Output exactly the lines between the line that contains "Please put a marker on the bull's" and the last line of the material, counting both.

Available records:

## begin

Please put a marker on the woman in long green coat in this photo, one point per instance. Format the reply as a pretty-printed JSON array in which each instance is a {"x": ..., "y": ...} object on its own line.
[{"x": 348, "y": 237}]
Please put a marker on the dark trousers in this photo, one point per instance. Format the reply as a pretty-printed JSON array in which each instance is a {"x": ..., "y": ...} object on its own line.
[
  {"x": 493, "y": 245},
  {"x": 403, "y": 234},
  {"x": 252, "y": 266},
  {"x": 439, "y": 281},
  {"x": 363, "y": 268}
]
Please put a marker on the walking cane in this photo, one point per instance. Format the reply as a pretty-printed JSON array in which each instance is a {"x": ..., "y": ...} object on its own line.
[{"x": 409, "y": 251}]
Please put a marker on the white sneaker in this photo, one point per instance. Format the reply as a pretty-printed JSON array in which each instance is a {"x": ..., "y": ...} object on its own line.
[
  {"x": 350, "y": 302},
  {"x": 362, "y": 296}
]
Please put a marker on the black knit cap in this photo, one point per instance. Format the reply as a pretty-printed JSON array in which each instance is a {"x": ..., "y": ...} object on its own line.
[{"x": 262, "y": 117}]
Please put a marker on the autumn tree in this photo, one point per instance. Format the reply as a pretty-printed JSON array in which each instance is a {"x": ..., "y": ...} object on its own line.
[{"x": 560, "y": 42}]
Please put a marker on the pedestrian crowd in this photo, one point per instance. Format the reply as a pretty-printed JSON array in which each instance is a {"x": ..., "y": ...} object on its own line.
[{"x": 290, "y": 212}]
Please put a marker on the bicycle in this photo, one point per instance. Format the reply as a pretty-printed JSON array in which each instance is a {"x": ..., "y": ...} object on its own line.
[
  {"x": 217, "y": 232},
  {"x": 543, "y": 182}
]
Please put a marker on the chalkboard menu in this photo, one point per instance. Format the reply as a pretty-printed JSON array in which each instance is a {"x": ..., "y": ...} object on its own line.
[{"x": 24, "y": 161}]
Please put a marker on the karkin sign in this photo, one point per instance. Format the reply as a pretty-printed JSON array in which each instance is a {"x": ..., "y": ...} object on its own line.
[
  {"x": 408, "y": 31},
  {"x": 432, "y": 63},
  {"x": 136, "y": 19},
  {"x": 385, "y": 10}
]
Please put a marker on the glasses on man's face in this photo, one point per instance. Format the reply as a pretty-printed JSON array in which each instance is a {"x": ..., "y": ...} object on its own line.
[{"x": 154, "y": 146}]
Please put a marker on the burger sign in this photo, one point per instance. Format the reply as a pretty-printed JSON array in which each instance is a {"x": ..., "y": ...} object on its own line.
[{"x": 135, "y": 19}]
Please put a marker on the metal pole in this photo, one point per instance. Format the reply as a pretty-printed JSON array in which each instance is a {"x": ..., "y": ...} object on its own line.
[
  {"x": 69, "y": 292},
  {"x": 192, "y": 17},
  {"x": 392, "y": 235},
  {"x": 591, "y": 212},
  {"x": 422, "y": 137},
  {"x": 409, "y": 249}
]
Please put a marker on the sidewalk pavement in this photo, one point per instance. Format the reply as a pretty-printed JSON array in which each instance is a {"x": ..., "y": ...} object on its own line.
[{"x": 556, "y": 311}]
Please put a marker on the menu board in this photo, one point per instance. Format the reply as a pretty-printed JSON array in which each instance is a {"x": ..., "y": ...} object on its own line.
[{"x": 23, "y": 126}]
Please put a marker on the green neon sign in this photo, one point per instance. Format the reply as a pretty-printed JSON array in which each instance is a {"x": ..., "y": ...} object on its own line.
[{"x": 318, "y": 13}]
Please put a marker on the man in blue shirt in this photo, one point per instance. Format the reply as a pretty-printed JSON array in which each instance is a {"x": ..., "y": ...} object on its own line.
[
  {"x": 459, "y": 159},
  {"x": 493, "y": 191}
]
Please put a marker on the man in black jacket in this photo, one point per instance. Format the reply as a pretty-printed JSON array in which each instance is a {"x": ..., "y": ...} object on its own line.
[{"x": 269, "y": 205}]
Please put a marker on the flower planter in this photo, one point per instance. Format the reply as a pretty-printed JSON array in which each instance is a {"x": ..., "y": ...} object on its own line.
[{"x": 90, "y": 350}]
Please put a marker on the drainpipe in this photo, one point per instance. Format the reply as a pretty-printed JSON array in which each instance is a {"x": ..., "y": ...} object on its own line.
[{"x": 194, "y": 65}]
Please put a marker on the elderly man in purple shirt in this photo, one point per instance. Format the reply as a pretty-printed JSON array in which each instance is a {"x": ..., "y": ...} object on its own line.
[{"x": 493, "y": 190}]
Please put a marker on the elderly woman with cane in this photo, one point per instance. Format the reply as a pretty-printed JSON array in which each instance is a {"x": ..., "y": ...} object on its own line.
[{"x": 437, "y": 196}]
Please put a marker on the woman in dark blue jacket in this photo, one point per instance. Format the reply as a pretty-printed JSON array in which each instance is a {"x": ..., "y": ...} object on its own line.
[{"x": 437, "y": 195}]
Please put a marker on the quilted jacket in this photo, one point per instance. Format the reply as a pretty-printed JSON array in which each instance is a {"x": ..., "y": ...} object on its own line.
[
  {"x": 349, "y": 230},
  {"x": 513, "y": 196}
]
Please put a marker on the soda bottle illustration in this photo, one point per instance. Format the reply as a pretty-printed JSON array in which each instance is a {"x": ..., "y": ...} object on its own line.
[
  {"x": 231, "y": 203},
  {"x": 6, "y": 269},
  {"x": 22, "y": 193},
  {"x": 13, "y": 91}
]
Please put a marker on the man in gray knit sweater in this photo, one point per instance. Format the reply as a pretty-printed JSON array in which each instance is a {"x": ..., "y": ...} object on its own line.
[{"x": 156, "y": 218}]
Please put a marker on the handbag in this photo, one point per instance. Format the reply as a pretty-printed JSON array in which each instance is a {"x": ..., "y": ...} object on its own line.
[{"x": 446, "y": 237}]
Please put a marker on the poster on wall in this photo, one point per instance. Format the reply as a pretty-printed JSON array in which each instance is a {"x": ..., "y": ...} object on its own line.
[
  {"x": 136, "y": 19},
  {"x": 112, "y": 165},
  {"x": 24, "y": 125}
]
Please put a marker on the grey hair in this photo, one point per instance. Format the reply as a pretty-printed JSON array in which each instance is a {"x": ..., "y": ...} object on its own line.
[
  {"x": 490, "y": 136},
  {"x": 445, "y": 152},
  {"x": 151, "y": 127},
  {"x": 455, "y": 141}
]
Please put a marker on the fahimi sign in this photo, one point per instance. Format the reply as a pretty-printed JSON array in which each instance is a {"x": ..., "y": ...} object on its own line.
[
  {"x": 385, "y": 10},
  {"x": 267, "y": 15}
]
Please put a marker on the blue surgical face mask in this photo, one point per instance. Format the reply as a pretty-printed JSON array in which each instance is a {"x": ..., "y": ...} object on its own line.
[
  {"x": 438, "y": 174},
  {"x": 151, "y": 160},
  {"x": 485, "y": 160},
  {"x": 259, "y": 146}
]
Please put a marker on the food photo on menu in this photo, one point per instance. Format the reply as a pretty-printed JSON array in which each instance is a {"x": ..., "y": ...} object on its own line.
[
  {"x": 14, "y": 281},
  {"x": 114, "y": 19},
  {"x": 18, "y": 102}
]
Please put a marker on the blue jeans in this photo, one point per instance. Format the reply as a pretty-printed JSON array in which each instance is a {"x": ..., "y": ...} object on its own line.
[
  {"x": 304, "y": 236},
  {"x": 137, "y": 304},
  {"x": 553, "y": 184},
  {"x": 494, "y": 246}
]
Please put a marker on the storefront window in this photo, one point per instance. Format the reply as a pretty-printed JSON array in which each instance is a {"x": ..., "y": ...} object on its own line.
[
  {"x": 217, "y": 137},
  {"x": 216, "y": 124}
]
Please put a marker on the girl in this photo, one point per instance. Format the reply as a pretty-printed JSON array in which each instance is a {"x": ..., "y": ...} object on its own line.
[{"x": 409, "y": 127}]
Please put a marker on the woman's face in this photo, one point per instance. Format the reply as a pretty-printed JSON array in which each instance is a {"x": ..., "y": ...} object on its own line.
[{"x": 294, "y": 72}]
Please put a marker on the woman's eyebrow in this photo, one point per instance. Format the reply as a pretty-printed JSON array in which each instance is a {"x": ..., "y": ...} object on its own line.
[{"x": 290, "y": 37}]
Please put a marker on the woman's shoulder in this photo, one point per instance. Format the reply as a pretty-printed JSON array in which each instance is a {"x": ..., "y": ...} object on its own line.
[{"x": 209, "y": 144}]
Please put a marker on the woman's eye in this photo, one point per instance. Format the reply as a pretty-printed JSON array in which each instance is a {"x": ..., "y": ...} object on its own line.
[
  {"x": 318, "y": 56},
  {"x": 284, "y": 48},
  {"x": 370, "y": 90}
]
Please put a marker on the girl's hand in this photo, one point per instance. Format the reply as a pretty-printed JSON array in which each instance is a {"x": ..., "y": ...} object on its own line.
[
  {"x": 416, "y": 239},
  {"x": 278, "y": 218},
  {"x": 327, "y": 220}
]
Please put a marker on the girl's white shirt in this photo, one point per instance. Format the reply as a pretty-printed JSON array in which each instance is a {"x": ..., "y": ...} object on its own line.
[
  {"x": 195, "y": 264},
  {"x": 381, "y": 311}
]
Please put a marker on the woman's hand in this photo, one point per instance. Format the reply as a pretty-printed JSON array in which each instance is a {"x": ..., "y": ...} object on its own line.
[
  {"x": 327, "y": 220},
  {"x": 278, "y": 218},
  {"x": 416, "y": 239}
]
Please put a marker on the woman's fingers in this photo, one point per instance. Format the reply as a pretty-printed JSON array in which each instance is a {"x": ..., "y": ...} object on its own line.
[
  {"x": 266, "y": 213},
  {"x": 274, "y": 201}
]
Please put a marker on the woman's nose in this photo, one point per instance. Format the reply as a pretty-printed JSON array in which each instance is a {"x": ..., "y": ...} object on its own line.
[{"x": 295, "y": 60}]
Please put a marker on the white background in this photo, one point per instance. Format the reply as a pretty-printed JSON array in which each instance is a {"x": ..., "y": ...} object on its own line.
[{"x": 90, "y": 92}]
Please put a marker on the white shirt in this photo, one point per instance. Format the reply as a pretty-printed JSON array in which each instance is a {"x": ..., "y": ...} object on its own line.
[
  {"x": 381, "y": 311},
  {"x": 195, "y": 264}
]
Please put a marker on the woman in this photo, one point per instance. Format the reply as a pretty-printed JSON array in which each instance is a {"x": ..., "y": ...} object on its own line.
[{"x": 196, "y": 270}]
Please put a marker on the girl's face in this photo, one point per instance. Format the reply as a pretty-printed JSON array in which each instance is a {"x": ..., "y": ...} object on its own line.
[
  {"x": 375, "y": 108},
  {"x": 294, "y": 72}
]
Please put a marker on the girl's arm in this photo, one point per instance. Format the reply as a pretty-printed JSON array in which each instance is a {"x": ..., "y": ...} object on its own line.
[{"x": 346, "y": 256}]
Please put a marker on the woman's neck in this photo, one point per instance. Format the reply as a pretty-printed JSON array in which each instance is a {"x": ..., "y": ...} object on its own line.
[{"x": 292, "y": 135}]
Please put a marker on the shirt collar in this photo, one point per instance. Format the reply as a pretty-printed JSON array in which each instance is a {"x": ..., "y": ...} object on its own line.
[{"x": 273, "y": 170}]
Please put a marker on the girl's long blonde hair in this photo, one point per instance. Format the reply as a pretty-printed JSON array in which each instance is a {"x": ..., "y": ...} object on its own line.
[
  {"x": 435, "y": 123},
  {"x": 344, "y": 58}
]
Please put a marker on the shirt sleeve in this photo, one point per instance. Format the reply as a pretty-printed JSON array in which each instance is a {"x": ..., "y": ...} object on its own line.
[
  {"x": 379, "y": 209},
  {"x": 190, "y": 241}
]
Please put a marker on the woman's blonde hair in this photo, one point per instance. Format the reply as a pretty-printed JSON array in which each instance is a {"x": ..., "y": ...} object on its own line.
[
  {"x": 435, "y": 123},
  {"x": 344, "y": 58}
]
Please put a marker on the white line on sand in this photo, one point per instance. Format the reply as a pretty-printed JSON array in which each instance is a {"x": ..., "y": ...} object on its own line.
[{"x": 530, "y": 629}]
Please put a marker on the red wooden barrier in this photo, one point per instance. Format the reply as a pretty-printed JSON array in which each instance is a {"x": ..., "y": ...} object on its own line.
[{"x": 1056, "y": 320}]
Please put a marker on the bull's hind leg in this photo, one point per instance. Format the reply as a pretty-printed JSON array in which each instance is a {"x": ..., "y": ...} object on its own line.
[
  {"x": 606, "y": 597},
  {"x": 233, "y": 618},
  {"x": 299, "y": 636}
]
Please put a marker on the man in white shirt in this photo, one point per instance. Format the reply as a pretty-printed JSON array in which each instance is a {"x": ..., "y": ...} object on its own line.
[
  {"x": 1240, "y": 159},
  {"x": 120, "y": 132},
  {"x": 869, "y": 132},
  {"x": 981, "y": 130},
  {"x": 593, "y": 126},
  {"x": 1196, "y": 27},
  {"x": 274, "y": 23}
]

## end

Solution for this task:
Please put a marker on the bull's hind leg in this photo, one point per instance. Format the reply as a pretty-printed JSON array in which each instance is a {"x": ..., "y": ...} object on its own line.
[
  {"x": 606, "y": 597},
  {"x": 233, "y": 618},
  {"x": 299, "y": 636}
]
Please put a marker on the man in white shirt in this photo, one point per instance. Format the reply as a pretty-printed JSON array in which each instance is a {"x": ..., "y": ...} object on its own line.
[
  {"x": 1240, "y": 159},
  {"x": 120, "y": 132},
  {"x": 869, "y": 132},
  {"x": 981, "y": 130},
  {"x": 593, "y": 126},
  {"x": 1196, "y": 27},
  {"x": 274, "y": 23}
]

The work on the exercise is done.